INTERPOL INTERLOPE ©Lucas-Burtin
INTERPOL INTERLOPE ©Lucas-Burtin

INTERPOL INTERLOPE

Jacques Duplessy

Un tortionnaire à la tête de l’institution policière
Comment les Émirats arabes unis, accusés de tortures, sont-ils parvenus à imposer à la tête de la présidence de l’organisation internationale le chef de leur police, nommément cité dans plusieurs dossiers troublants ? Enquête.
Quand j’ai appris que Ahmed Nasser Al-Raisi était candidat à la présidence d’Interpol, ça a été un choc », raconte Ali Issa Ahmad. Ce jeune ressortissant anglais a vécu l’enfer dans les prisons des Émirats arabes unis, alors que Al-Raisi était inspecteur général du ministère de l’Intérieur, chargé de la police. « J’ai été torturé pendant des jours, victime d’une tentative d’assassinat en prison, la police a refusé d’ouvrir une enquête et maintenant ce même responsable de la police est à la tête de l’organisation chargée de promouvoir la coopération policière internationale, c’est juste fou ! »

### Extrait des données
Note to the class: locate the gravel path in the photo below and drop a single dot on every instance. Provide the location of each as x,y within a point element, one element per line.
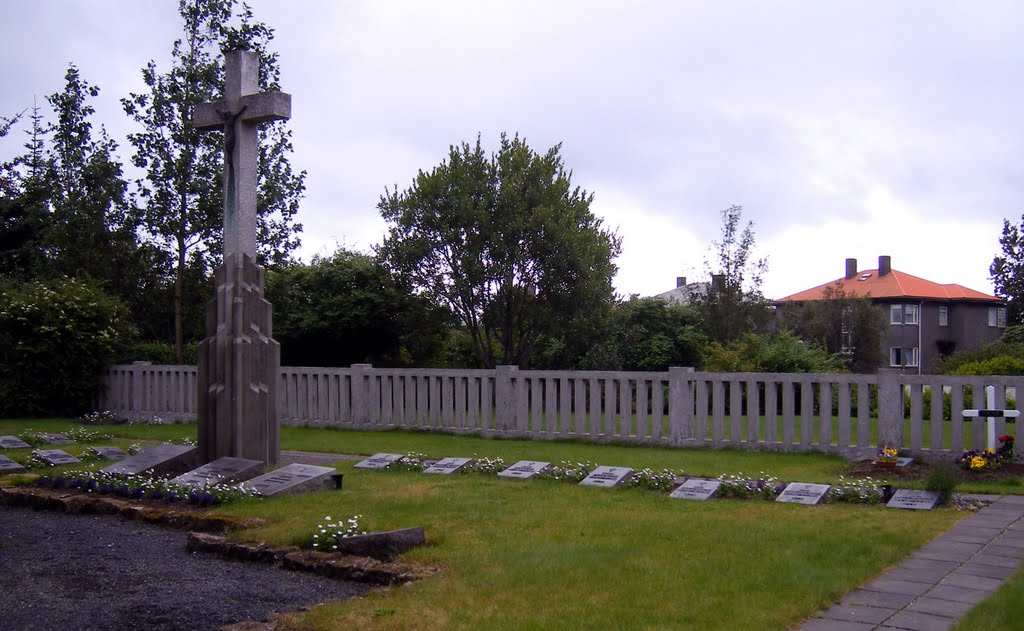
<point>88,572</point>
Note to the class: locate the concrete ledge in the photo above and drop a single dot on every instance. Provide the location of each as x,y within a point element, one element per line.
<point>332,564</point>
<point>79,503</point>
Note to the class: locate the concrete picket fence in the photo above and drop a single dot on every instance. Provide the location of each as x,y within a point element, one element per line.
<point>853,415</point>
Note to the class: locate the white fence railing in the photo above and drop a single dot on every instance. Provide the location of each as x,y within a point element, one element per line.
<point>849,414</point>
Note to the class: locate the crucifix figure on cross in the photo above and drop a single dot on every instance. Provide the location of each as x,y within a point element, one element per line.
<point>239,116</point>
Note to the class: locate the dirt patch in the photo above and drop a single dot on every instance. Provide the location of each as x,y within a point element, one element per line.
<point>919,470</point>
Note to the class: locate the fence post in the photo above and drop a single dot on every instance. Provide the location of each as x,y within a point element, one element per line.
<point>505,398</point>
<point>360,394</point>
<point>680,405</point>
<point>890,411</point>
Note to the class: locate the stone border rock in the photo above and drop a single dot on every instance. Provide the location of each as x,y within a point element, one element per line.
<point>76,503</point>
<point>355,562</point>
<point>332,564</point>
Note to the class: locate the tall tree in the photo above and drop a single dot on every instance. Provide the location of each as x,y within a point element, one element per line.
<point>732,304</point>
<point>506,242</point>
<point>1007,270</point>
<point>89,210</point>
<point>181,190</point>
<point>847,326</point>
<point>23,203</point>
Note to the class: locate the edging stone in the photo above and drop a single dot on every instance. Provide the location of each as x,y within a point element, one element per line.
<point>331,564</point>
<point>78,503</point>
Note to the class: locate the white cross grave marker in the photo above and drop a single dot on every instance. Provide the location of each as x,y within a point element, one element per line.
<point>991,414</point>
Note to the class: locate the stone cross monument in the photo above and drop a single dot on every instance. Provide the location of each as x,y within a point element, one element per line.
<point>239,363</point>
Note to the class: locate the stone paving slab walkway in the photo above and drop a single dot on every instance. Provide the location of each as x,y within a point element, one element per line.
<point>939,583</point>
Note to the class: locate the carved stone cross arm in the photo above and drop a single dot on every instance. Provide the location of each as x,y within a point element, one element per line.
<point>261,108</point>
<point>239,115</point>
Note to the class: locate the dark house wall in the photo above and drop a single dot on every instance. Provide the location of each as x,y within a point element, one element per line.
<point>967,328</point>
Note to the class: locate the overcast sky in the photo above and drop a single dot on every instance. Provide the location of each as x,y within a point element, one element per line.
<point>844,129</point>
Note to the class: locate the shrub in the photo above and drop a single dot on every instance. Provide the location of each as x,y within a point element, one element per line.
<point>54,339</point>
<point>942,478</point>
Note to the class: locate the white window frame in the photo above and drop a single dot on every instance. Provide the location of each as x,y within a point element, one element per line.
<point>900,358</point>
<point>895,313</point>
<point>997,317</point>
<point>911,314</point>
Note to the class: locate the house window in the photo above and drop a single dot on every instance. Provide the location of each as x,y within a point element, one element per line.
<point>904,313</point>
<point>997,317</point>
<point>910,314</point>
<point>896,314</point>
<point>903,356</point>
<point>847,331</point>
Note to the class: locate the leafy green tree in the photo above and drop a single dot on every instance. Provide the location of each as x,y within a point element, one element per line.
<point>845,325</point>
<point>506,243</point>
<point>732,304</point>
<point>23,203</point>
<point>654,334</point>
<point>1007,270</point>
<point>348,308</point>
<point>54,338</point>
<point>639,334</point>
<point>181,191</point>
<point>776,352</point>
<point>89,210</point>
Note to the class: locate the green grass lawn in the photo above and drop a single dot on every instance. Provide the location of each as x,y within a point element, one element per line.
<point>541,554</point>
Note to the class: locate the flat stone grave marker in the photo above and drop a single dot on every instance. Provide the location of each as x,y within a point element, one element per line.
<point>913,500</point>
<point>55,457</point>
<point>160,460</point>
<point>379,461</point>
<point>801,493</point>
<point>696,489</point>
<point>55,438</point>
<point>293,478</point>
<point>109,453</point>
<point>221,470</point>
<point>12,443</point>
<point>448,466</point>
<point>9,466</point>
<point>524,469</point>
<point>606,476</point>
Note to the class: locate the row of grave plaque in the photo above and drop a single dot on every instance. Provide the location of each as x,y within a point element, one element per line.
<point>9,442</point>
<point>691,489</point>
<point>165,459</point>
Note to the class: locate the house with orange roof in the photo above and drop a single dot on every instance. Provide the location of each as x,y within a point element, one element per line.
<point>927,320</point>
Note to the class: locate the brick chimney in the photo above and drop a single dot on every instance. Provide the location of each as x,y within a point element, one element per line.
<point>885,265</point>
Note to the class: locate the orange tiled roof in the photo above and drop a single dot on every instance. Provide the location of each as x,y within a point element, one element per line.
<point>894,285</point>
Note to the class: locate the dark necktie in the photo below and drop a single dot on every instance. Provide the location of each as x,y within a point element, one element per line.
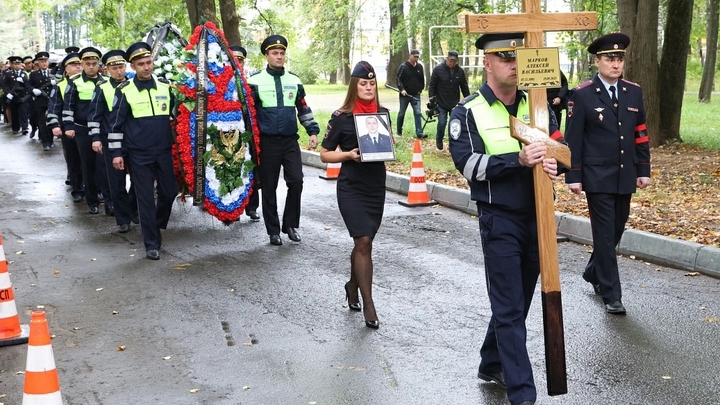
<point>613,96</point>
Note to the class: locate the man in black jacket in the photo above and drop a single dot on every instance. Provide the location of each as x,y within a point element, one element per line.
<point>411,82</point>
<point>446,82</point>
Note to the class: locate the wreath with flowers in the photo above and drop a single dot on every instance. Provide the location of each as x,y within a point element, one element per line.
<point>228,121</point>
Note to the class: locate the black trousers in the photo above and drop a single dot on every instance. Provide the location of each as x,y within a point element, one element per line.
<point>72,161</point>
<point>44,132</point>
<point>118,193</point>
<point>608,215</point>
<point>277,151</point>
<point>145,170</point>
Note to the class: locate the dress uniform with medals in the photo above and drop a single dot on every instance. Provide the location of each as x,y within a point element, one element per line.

### Série de consignes
1. Résumez en deux phrases le texte sur la présidence d'Interpol.
2. Répondez aux questions suivantes à partir du texte sur la présidence d'Interpol.
(a) De quoi les Émirats arabes unis sont-ils accusés ?
(b) Quelle fonction Ahmed Nasser Al-Raisi occupait-il pendant la détention d'Ali Issa Ahmad ?
(c) Quelle a été l'attitude de la police face aux faits subis par Ali Issa Ahmad en prison ?
3. Poursuivez le texte sur la présidence d'Interpol après sa dernière phrase.

### Réponses attendues
1. Le texte s'interroge sur la manière dont les Émirats arabes unis, accusés de tortures, ont réussi à placer à la présidence d'Interpol le chef de leur police, Ahmed Nasser Al-Raisi, cité dans plusieurs dossiers troublants. Ali Issa Ahmad, jeune ressortissant anglais détenu aux Émirats lorsqu'Al-Raisi y dirigeait la police, raconte avoir été torturé pendant des jours et visé par une tentative d'assassinat en prison sans que la police n'ouvre d'enquête, et juge « fou » que ce responsable dirige aujourd'hui l'organisation.

2.
(a) De tortures.
(b) Il était inspecteur général du ministère de l'Intérieur, chargé de la police.
(c) Elle a refusé d'ouvrir une enquête.

3.
L’histoire d’Ali Issa Ahmad évoque un remake de Midnight Express. En janvier 2019, ce fan de foot s’offre des vacances aux Émirats pour assister à la Coupe d’Asie des nations. Supporter du Qatar, il porte un T-shirt floqué du logo de l’équipe. Dans la soirée du 22 janvier, alors qu’il vient de suivre le match Irak – Qatar, il se fait agresser verbalement par un groupe d’hommes qui lui arrachent son maillot. « Ils disaient qu’ils étaient de la police… Je suis retourné immédiatement à mon hôtel et ils m’ont suivi. J’ai eu peur et le lendemain, j’ai décidé de changer d’hôtel. Je me suis aperçu que j’étais toujours surveillé. Je suis resté dans ma chambre toute la journée. Le soir, j’ai décidé d’aller manger près de la plage. » Alors qu’il est au volant de sa voiture de location, deux hommes qui le suivaient le forcent à s’arrêter et montent dans sa voiture. « Ils m’ont lié les mains, mis un sac plastique sur la tête et ont commencé à me battre, à me taillader avec un couteau et à brûler mes vêtements avec un briquet. Ils m’ont dit que s’ils me revoyaient, ils me tuaient. Puis ils sont partis. »
Choqué, il se réfugie dans une station-service et appelle une ambulance. « Une voiture de police est arrivée juste avant l’ambulance. Les agents m’ont interrogé pendant deux heures. Dans l’ambulance, ils ont refusé que l’on m’administre les premiers soins. à l’hôpital, ils m’ont placé sous la surveillance de deux agents en civil. » À son réveil, le cauchemar continue. Dès le matin, les policiers le transfèrent dans un local des services de sécurité où il est à nouveau questionné durant plusieurs heures, avant d’être finalement conduit chez le procureur. Après un nouvel interrogatoire, il est relâché. Mais pas libéré : « Les policiers m'ont ramené à l'hôpital où ils ont demandé au médecin de rédiger un rapport attestant que je m’étais infligé moi-même les blessures. Le médecin a refusé. Ils m’ont alors conduit dans un autre hôpital. Là, un médecin a accepté de produire un faux témoignage. »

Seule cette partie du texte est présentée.